>> begin Supplied records

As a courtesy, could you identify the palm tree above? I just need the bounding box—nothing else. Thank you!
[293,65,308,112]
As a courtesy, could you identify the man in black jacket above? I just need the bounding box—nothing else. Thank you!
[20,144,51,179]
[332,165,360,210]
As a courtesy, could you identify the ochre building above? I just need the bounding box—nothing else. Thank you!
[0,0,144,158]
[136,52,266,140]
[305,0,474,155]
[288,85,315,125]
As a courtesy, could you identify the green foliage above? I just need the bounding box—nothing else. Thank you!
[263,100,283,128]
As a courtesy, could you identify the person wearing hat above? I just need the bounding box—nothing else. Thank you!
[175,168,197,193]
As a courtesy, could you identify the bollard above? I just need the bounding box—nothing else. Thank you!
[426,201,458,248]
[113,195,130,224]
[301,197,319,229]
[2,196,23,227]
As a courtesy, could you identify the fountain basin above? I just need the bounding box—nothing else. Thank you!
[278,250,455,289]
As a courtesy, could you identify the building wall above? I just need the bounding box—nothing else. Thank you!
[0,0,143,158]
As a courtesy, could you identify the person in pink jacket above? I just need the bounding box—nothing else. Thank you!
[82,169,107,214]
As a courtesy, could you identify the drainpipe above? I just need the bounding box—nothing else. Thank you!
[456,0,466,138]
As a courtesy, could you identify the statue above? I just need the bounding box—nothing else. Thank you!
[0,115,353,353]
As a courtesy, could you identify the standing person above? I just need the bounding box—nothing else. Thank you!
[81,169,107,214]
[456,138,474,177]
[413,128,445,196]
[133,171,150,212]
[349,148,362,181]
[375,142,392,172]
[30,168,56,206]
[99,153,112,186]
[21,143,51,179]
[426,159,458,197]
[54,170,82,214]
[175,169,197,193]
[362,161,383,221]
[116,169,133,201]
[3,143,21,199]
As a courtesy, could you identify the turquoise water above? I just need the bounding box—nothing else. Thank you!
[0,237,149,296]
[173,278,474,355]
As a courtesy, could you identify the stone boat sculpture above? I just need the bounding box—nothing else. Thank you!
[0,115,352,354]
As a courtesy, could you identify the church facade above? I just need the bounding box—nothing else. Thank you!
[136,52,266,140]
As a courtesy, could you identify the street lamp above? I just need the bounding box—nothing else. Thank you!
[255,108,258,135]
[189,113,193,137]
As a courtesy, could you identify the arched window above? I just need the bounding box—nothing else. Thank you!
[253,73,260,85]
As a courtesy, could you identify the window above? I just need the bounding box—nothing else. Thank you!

>> end Supplied records

__What you are asked to do__
Format every line of the material above as a numbered list, omitting any blank lines.

__Solution to this exercise__
1. As a courtesy, could you identify the palm tree above? I just need the bounding box—nothing else. Thank you!
2. [293,65,308,112]
3. As a courtesy, could you identify the man in black jacket above? I just need the bounding box—nothing else. Thank you!
4. [20,144,51,179]
5. [332,165,360,210]
6. As a courtesy, could you identify the ochre building above? I just need the bounding box—nothing else. Thank you!
7. [0,0,144,158]
8. [136,52,266,140]
9. [305,0,474,155]
10. [288,85,315,125]
11. As a courtesy, could you identify the green foliage above? I just need the bounding box—nothing else. Thank you!
12. [263,100,283,128]
13. As a courtesy, could you identify the person wearing hat above? I just need the bounding box—nothing else. Thank you!
14. [175,168,197,193]
15. As a courtesy, could you identify the bollard above? I just need the bounding box—nothing else. Thank you!
16. [426,201,458,248]
17. [113,195,130,224]
18. [301,197,319,229]
19. [2,196,23,227]
20. As a courtesy, could you identify the fountain basin above? I just need the bounding box—nothing else. Thank you!
21. [278,250,455,289]
22. As a courtesy, could you identify the building wall above? I just need the bounding box—nothing else. Thank you!
23. [0,0,143,158]
24. As a courtesy, could you identify the person in pink jacket above? I just need the bounding box—nothing else. Thank you!
25. [82,169,107,214]
26. As a courtesy, could you identify the drainpipe above? I just need the bounding box—nothing else. Thank you!
27. [456,0,466,138]
28. As a courtesy, could you identify the statue above? I just need the bounding box—nothing else. Thank you!
29. [0,115,353,353]
30. As a courtesy, could you identify the standing person above? I just need the bounding box—nothing else. Thank you!
31. [81,169,107,214]
32. [456,138,474,177]
33. [413,128,445,196]
34. [133,171,150,212]
35. [349,148,362,181]
36. [375,142,392,172]
37. [30,168,56,206]
38. [99,153,112,186]
39. [21,143,51,179]
40. [426,159,458,197]
41. [54,170,82,214]
42. [175,169,197,193]
43. [362,161,383,221]
44. [116,169,133,201]
45. [3,143,21,199]
46. As a courtesy, could you identify the turquoise water above? I just need the bounding box—nothing else. Thank you!
47. [0,237,149,296]
48. [173,278,474,355]
49. As a courtesy, could you identify the stone boat sculpture above? I just need the bounding box—nothing else. Thank you!
50. [0,115,352,354]
51. As a courtesy, could you identify the church facade above? I just need the bounding box—nothing else. Thank you!
52. [136,52,266,140]
53. As a courtesy, could you identify the street lamp above? I just need the bounding box—nothing else. Thank you!
54. [255,108,258,135]
55. [189,113,193,137]
56. As a courtesy, could you identify the arched window above? I just need the bounding box—nothing else. Thank you!
57. [253,73,260,85]
58. As a courtesy, could you identify the window above? I just need the bounding box—nothing else. Thank you!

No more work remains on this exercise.